BEGIN Record excerpts

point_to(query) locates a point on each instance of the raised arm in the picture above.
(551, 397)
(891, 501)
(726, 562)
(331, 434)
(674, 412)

END Record excerpts

Please copy out every one of the records above, requests included, rescaling each coordinate in the answers by a factor of 1.1 and rounding it to a whole number, with halves rounded up.

• [Response below]
point_to(query) locates a point on each instance of the raised arm in the picture above.
(606, 437)
(980, 551)
(799, 618)
(364, 477)
(741, 453)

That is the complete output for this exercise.